- [TASK PROMPT]: For each line in the records, produce an exact copy.

- [DATA FOR PROCESSING]:
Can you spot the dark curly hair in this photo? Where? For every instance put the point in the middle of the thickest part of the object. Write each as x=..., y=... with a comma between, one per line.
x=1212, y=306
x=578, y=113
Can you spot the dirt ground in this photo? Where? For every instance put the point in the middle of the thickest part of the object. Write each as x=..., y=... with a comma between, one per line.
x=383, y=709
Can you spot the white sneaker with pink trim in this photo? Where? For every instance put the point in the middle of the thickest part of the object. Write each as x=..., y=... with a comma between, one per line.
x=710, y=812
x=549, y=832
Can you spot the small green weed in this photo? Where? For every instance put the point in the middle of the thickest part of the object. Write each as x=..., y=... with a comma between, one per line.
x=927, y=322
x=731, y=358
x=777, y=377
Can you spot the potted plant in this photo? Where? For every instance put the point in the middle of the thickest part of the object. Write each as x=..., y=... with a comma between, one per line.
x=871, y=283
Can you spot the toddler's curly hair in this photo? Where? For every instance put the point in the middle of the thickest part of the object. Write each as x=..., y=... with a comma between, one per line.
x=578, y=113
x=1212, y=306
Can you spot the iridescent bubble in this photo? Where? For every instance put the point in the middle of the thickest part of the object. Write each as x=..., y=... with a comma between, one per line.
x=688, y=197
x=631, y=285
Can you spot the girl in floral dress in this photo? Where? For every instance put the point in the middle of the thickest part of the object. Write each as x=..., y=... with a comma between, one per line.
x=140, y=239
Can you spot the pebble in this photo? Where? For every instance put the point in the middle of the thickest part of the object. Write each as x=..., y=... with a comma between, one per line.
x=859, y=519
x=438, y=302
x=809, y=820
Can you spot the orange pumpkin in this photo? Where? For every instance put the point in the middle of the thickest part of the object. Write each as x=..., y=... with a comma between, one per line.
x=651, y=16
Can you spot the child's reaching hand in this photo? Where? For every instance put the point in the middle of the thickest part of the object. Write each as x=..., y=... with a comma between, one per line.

- [SOLUTION FOR THIS TASK]:
Can you spot the dark curly hair in this photo? Where? For every instance put the point in the middle of the thickest part of the object. Write each as x=..., y=... with a comma between, one per line.
x=1212, y=306
x=578, y=113
Can you spot the dirt ground in this photo? Where? For every instance put the point in the middle of the thickest part of the object. Write each as x=..., y=... with a comma between, one per line.
x=383, y=709
Can you spot the white sneaker with pink trim in this photo? Where? For every instance put the point in the middle of the thickest part of the object. Write each as x=..., y=... with a comma between, one per line.
x=710, y=812
x=549, y=832
Can you spot the small green weed in this photo? Where? For every instance put the point in the middle of the thickest part of the object. Write each as x=..., y=... with a comma between, one per line.
x=927, y=322
x=731, y=358
x=777, y=377
Can you spot the potted plant in this photo? Where? For every instance put the point in the middle of the thickest part of the object. Write each as x=..., y=... with a comma between, one per line.
x=871, y=283
Can you spot the toddler's curly hair in this photo? Where? For every instance put the point in the middle of the thickest part of the object. Write each as x=..., y=... with a comma between, one per line.
x=578, y=113
x=1212, y=306
Can you spot the iridescent bubble in this photo? Where? For every instance put the point in the middle of the thickest part of the object. Write each as x=..., y=... with a comma between, one per line.
x=688, y=197
x=631, y=285
Can you spot the girl in floral dress in this photo? Where? For every instance put the point in the middle of the thickest part of the object. Write each as x=..., y=... with a comma between, one per line.
x=140, y=239
Can you spot the pebble in this photo? Where? For every instance put the point in the middle of the thickest part of the object. Write each as x=..., y=... with a comma between, one per line.
x=859, y=519
x=438, y=302
x=809, y=820
Can you spot the orange pumpkin in this photo? Where? For every instance put the point in the middle of the thickest part of the object. Write each as x=..., y=... with a comma between, one per line.
x=651, y=16
Can you spot the child's reaching hand in this photo? Where? For every instance put the point in the middle of the thickest part of the object. Write each as x=..., y=... with a comma between, one per line.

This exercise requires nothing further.